→ What the task asks
Write out the listing below from the line containing "handle in this photo." to its last line, unaltered, ends included.

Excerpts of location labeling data
-- -- --
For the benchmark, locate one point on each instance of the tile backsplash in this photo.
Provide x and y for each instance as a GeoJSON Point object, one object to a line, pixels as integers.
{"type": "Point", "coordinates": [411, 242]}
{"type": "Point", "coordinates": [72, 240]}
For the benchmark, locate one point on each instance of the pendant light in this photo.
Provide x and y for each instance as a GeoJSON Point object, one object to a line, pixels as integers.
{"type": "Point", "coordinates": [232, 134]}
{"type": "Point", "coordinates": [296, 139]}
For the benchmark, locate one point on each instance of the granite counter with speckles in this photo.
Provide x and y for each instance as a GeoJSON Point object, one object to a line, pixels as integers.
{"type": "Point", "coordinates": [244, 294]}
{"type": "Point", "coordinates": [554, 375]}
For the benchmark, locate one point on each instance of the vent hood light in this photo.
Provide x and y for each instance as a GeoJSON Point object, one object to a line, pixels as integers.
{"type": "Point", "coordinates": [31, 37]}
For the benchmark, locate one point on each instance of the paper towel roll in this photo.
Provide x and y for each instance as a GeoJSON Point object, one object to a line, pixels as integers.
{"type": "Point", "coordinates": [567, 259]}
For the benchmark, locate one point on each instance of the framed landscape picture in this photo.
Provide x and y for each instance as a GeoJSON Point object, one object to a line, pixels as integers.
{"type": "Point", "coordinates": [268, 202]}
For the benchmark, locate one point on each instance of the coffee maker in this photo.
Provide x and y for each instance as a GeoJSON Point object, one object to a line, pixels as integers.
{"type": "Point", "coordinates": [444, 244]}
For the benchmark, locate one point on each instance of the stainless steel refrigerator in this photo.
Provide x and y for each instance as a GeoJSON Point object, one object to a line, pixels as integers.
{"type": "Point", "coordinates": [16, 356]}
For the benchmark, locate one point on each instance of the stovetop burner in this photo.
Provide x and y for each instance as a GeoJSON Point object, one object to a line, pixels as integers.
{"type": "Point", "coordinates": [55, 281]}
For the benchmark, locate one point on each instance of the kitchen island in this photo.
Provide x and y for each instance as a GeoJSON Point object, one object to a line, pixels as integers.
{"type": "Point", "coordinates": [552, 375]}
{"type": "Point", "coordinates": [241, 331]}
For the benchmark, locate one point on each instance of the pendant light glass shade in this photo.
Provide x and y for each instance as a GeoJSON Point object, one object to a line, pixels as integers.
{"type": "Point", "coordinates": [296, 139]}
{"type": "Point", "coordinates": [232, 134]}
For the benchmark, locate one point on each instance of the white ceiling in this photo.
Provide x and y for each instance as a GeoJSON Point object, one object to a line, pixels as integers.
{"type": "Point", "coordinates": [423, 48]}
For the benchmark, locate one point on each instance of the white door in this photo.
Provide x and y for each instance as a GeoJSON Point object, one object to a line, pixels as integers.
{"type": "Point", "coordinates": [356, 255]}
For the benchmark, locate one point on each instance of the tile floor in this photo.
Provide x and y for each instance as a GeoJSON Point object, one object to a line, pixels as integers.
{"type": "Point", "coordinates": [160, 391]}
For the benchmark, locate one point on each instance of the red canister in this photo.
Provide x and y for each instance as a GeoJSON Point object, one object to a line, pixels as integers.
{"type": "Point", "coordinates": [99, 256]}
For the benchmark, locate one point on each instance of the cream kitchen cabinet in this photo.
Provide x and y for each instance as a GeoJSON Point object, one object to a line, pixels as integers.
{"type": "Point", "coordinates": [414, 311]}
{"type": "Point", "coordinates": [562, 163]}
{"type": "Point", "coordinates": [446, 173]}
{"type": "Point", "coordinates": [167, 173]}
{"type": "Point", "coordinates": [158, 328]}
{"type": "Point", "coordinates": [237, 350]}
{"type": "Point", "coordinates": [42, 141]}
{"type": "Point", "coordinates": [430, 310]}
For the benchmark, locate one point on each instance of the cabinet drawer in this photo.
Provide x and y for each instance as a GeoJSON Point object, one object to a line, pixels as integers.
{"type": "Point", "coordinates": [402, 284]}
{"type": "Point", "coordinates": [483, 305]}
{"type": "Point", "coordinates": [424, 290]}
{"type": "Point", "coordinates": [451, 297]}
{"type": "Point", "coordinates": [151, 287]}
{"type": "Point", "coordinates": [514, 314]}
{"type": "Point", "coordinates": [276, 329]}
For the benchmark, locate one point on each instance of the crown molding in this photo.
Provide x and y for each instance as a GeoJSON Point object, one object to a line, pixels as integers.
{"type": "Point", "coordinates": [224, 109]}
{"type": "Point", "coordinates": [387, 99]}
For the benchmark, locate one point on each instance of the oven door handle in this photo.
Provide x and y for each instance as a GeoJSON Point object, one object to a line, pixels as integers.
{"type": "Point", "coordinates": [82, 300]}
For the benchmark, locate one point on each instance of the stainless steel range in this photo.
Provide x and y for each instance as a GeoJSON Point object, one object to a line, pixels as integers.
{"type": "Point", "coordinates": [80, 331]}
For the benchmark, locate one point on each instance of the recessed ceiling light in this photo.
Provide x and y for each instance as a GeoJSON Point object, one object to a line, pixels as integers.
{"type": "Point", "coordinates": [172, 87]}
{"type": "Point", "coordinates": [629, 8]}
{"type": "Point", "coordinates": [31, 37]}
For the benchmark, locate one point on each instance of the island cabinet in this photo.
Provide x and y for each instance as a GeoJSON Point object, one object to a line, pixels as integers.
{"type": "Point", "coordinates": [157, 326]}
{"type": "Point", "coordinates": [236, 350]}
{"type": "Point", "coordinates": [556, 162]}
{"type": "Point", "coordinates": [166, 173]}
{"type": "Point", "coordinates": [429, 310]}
-- -- --
→ Written response
For the benchmark, locate one point on each instance of the oven door handle in this photo.
Provide x and y for each instance as a GeoJSON Point object, one object to a line, pixels as integers.
{"type": "Point", "coordinates": [82, 300]}
For the benchmark, locate one point on each instance of the stainless steel range in this photo.
Provide x and y for each instance as a GeoJSON Point object, one object to a line, pixels as integers.
{"type": "Point", "coordinates": [80, 331]}
For the benchmark, locate one point on each instance of the recessed ceiling light in this photo.
Provide x and y for each instance as a GeoJSON Point object, one object to a line, pixels as integers.
{"type": "Point", "coordinates": [172, 87]}
{"type": "Point", "coordinates": [629, 8]}
{"type": "Point", "coordinates": [31, 37]}
For the benchmark, locate one point on each instance of the island cabinet in this photo.
Provide x and y for each instance as a GeoJSON Point object, one object to a line, pixels as integers.
{"type": "Point", "coordinates": [157, 326]}
{"type": "Point", "coordinates": [236, 350]}
{"type": "Point", "coordinates": [556, 162]}
{"type": "Point", "coordinates": [166, 173]}
{"type": "Point", "coordinates": [429, 310]}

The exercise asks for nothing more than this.